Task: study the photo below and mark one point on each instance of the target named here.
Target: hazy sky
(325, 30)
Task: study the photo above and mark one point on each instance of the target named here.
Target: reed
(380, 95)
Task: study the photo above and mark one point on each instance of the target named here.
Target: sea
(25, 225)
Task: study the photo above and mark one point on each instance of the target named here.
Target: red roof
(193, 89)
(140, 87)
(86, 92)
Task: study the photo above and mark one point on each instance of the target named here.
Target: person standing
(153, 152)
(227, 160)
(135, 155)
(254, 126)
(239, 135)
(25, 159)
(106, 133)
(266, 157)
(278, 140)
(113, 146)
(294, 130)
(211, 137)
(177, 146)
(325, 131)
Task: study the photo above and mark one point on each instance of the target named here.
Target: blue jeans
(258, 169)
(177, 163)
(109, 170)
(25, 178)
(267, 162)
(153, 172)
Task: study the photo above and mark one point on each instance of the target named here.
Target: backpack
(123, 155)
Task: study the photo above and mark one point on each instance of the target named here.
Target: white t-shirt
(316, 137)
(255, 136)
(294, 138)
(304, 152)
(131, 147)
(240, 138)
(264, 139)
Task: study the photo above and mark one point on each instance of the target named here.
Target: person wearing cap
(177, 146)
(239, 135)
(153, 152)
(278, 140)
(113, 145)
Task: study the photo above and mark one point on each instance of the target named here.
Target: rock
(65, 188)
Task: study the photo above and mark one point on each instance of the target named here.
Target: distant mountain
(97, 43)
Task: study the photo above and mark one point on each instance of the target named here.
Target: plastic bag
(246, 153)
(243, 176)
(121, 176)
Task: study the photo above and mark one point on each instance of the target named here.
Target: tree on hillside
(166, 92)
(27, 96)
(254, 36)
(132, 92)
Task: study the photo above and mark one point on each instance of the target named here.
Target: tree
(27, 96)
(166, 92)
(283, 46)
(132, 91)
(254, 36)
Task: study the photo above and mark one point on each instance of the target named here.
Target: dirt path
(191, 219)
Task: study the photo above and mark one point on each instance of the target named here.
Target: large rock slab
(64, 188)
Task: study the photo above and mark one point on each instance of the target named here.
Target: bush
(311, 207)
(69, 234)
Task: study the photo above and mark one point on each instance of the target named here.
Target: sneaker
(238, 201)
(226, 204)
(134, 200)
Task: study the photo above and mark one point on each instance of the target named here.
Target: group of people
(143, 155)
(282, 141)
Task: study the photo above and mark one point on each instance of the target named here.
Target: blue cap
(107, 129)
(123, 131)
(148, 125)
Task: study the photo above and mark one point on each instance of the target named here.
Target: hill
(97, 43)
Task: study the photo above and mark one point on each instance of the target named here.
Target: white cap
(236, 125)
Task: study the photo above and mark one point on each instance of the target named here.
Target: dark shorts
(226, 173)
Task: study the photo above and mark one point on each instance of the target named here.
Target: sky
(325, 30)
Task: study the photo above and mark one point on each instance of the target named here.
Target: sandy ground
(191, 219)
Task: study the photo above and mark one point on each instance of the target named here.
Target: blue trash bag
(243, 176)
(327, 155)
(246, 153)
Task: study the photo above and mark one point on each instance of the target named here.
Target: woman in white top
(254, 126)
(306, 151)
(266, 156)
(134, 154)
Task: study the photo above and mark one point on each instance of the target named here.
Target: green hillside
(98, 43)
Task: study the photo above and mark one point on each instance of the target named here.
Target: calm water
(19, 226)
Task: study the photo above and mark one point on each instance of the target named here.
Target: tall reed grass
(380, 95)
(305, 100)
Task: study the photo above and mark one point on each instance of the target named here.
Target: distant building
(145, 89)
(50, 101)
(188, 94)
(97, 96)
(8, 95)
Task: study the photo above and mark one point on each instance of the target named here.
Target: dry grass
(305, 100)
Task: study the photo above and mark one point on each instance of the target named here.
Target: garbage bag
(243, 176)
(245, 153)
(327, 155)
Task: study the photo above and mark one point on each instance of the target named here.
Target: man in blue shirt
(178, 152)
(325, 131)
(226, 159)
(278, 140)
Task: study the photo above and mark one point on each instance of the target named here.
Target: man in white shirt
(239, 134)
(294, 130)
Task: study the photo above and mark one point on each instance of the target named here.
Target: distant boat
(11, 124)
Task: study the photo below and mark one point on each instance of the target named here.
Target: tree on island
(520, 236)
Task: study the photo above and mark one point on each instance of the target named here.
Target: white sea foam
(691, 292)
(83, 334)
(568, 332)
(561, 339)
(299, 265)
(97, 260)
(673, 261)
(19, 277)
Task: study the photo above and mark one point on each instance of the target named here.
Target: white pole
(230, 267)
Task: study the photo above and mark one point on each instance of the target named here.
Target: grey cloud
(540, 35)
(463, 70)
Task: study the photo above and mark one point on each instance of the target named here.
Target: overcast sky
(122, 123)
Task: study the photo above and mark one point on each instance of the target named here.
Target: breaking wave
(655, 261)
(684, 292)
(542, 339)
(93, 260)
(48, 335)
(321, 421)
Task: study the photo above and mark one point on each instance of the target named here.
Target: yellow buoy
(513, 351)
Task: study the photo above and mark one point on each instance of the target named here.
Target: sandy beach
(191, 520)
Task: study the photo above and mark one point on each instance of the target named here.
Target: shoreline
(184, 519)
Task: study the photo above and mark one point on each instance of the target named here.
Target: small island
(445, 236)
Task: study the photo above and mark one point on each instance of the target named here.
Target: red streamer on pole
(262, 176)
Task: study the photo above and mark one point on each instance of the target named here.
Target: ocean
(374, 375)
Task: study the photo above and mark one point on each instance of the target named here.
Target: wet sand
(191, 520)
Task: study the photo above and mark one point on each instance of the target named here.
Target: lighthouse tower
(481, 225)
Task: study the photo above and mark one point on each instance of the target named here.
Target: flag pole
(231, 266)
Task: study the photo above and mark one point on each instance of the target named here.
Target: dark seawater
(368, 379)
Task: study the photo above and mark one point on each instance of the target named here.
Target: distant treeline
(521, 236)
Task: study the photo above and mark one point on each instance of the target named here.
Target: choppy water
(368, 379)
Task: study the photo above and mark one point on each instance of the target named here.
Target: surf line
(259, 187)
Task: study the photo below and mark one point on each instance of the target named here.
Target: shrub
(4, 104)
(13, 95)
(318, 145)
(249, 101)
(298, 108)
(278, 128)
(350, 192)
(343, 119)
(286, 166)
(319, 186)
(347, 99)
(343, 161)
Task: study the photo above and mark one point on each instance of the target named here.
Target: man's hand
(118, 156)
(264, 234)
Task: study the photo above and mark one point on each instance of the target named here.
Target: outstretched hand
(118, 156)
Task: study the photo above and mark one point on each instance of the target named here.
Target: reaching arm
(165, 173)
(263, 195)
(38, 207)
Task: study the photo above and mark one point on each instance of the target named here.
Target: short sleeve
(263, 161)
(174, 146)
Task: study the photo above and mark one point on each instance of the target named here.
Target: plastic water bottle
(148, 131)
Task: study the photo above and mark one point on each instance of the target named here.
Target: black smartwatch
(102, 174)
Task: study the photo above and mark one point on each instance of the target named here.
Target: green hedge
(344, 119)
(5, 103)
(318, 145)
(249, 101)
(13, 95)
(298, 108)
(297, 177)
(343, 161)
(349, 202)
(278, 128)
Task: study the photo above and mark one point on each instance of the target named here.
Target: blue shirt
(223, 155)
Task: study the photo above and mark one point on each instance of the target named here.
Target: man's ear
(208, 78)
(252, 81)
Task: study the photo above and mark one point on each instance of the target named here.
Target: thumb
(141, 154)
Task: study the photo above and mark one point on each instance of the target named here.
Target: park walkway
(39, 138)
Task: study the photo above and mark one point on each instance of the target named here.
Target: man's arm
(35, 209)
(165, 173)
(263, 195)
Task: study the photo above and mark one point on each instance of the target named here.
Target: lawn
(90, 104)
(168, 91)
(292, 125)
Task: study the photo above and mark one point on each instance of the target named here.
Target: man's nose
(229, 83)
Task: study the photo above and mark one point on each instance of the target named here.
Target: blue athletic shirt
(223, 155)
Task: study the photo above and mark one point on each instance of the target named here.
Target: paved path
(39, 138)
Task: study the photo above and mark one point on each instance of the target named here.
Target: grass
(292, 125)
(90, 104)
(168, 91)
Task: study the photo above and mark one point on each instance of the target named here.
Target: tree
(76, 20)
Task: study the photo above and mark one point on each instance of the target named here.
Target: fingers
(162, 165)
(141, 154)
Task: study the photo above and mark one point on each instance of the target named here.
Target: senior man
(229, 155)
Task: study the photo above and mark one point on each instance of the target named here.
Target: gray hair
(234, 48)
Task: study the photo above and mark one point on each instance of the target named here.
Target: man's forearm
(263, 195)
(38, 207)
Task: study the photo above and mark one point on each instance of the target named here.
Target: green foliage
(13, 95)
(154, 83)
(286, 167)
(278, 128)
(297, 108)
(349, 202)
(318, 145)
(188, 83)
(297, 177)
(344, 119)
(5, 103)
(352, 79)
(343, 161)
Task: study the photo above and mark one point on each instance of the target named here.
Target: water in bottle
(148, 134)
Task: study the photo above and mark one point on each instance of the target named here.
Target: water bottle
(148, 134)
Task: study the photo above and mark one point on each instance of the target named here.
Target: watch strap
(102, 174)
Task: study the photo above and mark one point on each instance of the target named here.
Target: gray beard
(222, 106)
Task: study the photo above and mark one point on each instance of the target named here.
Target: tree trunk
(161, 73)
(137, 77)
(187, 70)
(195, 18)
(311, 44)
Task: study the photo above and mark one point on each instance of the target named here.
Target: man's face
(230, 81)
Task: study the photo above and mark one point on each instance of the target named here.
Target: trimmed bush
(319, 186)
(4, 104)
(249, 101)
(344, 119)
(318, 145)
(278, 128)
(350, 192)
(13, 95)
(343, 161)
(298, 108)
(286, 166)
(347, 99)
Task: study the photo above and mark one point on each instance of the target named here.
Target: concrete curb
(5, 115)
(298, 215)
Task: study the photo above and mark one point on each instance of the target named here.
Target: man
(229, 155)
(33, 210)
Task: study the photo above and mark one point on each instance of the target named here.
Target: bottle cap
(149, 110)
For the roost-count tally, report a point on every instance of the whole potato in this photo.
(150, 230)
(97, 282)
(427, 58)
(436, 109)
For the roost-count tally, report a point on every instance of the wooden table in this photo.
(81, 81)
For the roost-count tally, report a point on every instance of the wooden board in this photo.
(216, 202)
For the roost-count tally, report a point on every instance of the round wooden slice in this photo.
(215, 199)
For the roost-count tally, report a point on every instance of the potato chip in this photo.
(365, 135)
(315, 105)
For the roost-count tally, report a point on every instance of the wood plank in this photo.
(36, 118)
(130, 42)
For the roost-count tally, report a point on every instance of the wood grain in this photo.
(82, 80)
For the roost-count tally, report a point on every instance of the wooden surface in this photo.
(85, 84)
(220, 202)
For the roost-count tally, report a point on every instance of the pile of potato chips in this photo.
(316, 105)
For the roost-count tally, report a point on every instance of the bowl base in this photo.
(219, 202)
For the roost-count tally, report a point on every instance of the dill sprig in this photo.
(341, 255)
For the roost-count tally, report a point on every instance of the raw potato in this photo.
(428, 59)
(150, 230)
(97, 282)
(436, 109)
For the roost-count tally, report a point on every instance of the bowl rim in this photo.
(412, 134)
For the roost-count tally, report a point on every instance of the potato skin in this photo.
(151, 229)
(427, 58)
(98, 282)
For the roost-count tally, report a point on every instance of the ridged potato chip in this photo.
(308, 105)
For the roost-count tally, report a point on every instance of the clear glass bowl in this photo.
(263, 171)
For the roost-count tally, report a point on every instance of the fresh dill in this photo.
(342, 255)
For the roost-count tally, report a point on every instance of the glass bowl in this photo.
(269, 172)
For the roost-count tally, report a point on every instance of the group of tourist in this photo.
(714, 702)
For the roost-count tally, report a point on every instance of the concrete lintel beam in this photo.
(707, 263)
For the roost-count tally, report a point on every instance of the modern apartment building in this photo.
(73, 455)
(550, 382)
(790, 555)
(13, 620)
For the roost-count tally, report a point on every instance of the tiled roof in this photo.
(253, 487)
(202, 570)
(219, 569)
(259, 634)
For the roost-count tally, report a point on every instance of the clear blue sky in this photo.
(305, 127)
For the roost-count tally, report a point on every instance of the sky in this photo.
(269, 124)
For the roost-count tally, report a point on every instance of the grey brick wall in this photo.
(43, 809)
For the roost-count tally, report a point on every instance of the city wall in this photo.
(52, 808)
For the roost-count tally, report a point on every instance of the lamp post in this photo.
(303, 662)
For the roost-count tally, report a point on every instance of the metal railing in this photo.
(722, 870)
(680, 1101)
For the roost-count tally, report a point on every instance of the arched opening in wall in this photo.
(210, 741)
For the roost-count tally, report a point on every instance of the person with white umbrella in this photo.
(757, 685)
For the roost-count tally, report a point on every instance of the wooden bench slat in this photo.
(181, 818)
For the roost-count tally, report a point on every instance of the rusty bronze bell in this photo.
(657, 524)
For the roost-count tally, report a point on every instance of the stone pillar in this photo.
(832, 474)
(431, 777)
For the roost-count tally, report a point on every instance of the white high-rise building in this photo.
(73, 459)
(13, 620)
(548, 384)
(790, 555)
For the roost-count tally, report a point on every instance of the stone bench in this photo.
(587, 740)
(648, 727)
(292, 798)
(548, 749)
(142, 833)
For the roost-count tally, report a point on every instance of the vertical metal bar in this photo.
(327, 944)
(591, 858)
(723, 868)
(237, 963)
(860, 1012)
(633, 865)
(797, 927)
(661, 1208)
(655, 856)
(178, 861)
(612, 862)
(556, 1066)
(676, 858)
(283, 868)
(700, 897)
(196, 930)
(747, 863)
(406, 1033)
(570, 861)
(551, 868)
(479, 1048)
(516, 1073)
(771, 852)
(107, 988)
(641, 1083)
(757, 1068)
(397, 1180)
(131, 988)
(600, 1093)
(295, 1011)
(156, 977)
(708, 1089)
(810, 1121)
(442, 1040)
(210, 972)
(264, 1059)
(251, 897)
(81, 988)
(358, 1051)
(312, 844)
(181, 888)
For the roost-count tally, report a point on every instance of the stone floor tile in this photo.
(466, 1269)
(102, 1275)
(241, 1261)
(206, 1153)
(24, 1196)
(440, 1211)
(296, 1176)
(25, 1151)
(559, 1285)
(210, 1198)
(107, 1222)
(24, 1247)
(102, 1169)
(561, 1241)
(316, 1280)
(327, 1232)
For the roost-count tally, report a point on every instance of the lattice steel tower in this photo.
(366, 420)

■ What you are asked to do ■
Send back exactly the lines of the listing above, beginning at the line containing "bench in this photo." and ending with the last. Add nothing.

■ Exercise result ■
For the roost-count tally, report a point on every instance of the stone bench in this photo.
(587, 740)
(648, 727)
(292, 798)
(548, 749)
(142, 833)
For the roost-count tally, report a point on every instance of the vertical metal bar in this photo.
(327, 944)
(591, 858)
(723, 868)
(237, 963)
(860, 1012)
(633, 865)
(797, 927)
(661, 1208)
(655, 856)
(178, 861)
(612, 862)
(556, 1066)
(676, 858)
(283, 868)
(700, 897)
(196, 930)
(747, 863)
(406, 1033)
(570, 861)
(551, 868)
(479, 1048)
(516, 1073)
(771, 852)
(107, 988)
(641, 1083)
(757, 1068)
(397, 1180)
(131, 988)
(600, 1093)
(295, 1011)
(156, 977)
(708, 1089)
(810, 1121)
(442, 1040)
(210, 972)
(264, 1059)
(251, 897)
(81, 988)
(358, 1051)
(312, 844)
(181, 888)
For the roost-count tally, report a point on every instance of the stone floor tile in this photo.
(466, 1269)
(102, 1275)
(241, 1261)
(206, 1153)
(24, 1196)
(440, 1211)
(296, 1176)
(25, 1151)
(559, 1285)
(210, 1198)
(107, 1222)
(24, 1247)
(102, 1169)
(561, 1241)
(316, 1280)
(327, 1232)
For the roost-count tally, report a point on every instance of the lattice steel tower in this photo.
(366, 420)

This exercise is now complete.